### Directions for this task
Retype the passage on the DAG galleries in Mumbai and Delhi word for word, from "Adaptive reuse of Mumbai" to "Indian contemporary art.".

### Passage shown
------------------------
Adaptive reuse of Mumbai and Delhi museum
Photography: Deepshikha Jain
Mumbai and Delhi-based Morphogenesis has designed DAG in Mumbai and Delhi, which was to renovate a high-end retail paradigm and gallery for Indian contemporary art.
DAG Mumbai is built within a century-old four-storied structure, which is currently undergoing a strong cultural revival. Decades of neglect had damaged the cramped former warehouse, which was transformed into an impressive retrofit and adaptive reuse of colonial architecture. After extensive renovation, the design retained the local colonial heritage motifs in metal and wood, including the façade’s wrought-iron and stucco features.
The site features multi-functional and multidimensional areas, which include a library, an art gallery, display, storage and offices. Spread over 7,000 sq. ft., the galleries hold one of the world’s largest collections of Indian Modernist art – around 30,000 paintings divided between Mumbai and Delhi.
A calm and introspective design, the spatial compositions were structured into a series of reconfigurable rooms with sliding panes and moveable fretted screens for maximum exposure and circulation of artwork. The sliding panel system enables the works to be stacked and mounted to the wall in different arrangements, allowing the gallerist to maximize storage. Handcrafted metal jaalis with trelliswork render a quintessential Indian identity, and the design enables an event space that elegantly displays art.
DAG Delhi features a full wall-sized multimedia projection screen at the entrance façade, maximizing the interface between the gallery and visitors.
------------------------
### Data section
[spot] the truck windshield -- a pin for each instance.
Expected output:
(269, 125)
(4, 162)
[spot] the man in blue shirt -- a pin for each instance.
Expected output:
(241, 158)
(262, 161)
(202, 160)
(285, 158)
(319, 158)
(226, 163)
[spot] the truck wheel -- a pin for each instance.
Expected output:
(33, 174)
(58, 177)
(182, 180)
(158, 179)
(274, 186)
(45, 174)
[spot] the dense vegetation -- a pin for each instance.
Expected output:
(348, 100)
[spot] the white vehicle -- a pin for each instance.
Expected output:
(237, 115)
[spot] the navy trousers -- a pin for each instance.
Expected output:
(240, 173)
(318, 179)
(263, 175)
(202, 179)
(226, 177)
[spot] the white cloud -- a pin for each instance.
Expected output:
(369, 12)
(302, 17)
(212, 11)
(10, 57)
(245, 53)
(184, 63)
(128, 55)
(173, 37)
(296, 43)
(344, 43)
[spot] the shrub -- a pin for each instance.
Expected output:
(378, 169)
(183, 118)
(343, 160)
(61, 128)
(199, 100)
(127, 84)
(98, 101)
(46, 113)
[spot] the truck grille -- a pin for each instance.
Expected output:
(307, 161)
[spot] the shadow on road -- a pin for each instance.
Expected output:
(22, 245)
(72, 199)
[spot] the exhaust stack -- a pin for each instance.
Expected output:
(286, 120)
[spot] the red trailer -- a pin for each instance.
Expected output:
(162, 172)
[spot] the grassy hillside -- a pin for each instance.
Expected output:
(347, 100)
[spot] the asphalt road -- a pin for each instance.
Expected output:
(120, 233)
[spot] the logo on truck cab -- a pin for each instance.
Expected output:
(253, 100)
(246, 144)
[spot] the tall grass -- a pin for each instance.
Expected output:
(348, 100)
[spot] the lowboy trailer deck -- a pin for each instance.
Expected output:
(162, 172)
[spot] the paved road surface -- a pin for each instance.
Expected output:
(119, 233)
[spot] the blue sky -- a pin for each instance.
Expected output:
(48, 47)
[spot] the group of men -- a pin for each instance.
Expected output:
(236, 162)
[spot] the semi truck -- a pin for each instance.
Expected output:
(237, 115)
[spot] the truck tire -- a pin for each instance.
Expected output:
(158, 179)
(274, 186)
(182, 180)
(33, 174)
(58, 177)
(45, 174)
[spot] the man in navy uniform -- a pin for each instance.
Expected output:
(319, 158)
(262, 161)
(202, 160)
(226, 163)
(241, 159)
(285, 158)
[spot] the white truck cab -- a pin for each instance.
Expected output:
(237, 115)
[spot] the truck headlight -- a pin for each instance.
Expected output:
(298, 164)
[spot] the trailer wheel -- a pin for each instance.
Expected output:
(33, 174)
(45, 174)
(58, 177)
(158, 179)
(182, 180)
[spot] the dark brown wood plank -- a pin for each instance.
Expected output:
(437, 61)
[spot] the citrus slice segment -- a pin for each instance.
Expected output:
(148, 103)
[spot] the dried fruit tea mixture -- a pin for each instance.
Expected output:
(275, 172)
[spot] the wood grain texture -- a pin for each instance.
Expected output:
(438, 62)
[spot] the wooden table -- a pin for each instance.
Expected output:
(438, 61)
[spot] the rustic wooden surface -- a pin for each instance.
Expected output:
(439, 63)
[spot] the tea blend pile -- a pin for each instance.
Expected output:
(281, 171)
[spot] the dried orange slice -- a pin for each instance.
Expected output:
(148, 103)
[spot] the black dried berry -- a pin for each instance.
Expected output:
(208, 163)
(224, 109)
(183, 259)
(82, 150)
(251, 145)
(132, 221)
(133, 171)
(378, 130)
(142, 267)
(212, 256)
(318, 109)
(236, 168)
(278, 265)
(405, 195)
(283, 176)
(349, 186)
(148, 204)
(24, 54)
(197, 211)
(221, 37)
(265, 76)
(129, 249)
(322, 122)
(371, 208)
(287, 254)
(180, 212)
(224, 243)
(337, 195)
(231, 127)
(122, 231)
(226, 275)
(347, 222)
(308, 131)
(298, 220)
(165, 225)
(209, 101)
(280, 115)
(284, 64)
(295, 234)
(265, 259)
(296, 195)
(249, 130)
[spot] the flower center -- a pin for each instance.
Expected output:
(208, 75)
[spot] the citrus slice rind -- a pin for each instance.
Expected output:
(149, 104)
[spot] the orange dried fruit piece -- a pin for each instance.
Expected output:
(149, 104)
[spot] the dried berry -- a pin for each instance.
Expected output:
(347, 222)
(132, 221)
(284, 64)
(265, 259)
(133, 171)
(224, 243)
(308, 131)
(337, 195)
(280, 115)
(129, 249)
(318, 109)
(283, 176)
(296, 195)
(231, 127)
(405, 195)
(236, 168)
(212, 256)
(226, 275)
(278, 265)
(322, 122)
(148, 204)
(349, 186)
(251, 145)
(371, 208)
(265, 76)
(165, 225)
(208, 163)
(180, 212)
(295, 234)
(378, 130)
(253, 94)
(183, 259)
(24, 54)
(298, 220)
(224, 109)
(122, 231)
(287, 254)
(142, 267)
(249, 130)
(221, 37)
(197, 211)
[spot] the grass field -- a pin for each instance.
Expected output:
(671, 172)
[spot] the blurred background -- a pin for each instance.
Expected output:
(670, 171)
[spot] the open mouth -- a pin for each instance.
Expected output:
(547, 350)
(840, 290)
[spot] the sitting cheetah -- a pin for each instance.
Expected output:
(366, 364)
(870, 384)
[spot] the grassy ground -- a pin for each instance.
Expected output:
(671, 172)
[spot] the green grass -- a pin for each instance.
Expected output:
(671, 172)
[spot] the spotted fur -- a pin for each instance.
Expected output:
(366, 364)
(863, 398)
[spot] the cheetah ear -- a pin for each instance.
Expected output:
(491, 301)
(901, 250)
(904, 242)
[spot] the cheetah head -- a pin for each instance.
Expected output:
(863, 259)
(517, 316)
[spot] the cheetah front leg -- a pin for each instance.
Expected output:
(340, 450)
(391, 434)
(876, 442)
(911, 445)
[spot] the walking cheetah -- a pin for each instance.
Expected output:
------------------------
### Response for this exercise
Adaptive reuse of Mumbai and Delhi museum
Photography: Deepshikha Jain
Mumbai and Delhi-based Morphogenesis has designed DAG in Mumbai and Delhi, which was to renovate a high-end retail paradigm and gallery for Indian contemporary art.